— start Extract provided —
FPSLREB Decisions

Decision Information

Summary:

Grievance procedure - Third party notice - Workforce Adjustment - Jurisdiction - the grievor alleged that the employer had willfully contravened the Workforce Adjustment Appendix of his collective agreement - it became apparent that the grievor wished to be appointed to a position that he did not occupy and which was encumbered by another individual - this individual had not been advised of his or her right to attend the hearing and be represented - the adjudicator raised this issue with the parties and also raised the issue of his jurisdiction to appoint the grievor to a position already encumbered by someone else - the parties requested that they make written submissions on the jurisdictional question only - the adjudicator decided that he did not, at this juncture, need to decide the issue of whether or not he had the jurisdiction to order the remedy requested by the grievor, i.e. appointment to the encumbered position - instead, he found that the central question to be answered in deciding this grievance was whether or not there had been a contravention of Appendix E (Workforce Adjustment) of the collective agreement - he found that he did have the jurisdiction to answer this question - while the requested corrective action might be something that he was barred from ordering, this did not prevent him from hearing the reference to adjudication - however, if the grievor was going to argue that the employer had violated the collective agreement and ask him to appoint the grievor to an encumbered position, then the other employee must receive notice in advance of the hearing and standing at the hearing in the event that the parties indicated an intention to participate in a hearing de novo. Jurisdiction taken. Cases cited: Public Service Alliance of Canada v. Treasury Board (Solicitor General Canada - Correctional Service), 2001 PSSRB 44.
— end Extract provided —
— start Data excerpt —
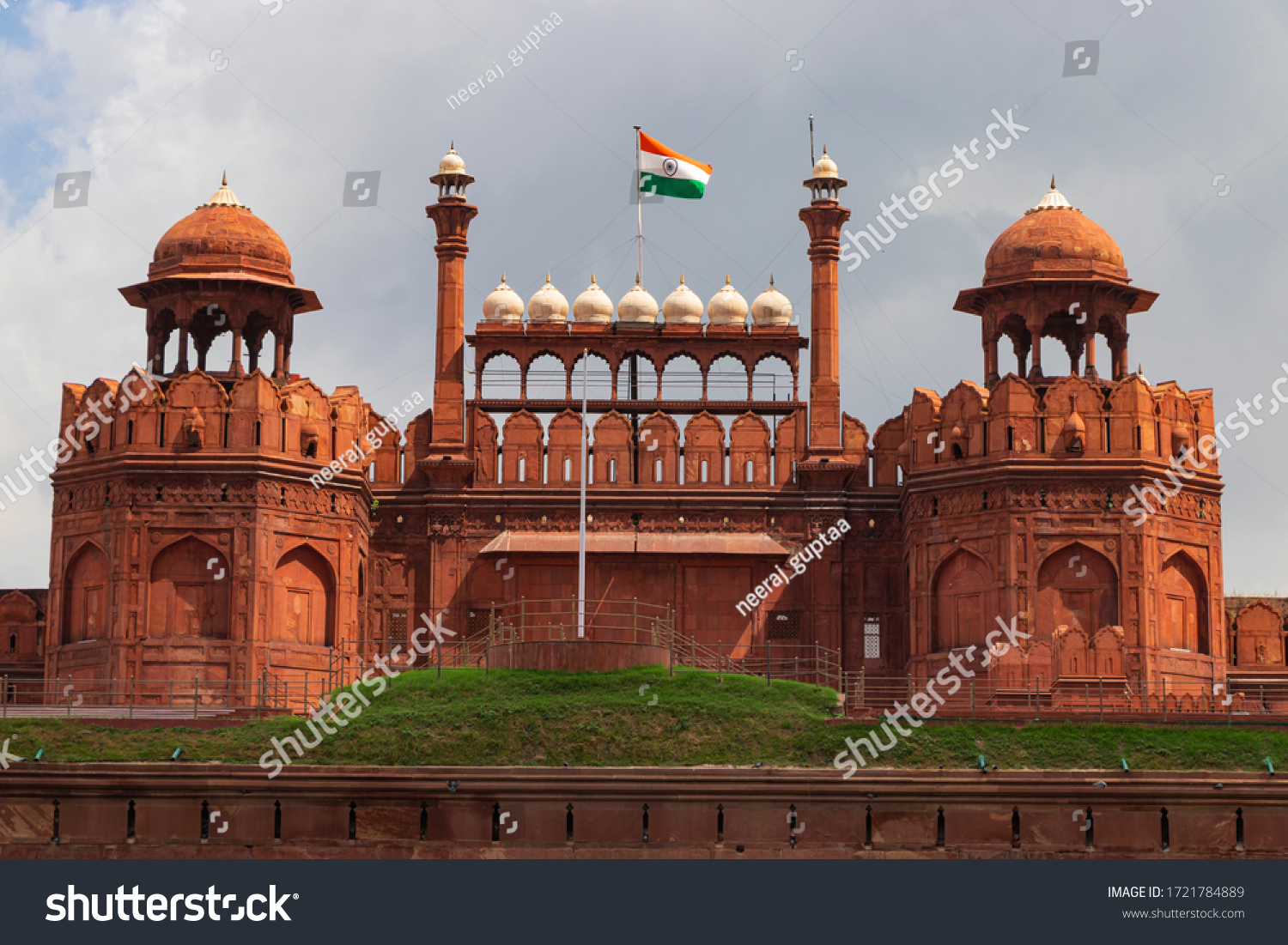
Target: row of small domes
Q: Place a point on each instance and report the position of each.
(594, 306)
— end Data excerpt —
- **Given problem**
According to the decision summary, what did the adjudicator find to be the central question in deciding the grievance? The material above is separate from the decision summary.

- **Exercise solution**
Whether there had been a contravention of Appendix E (Workforce Adjustment) of the collective agreement.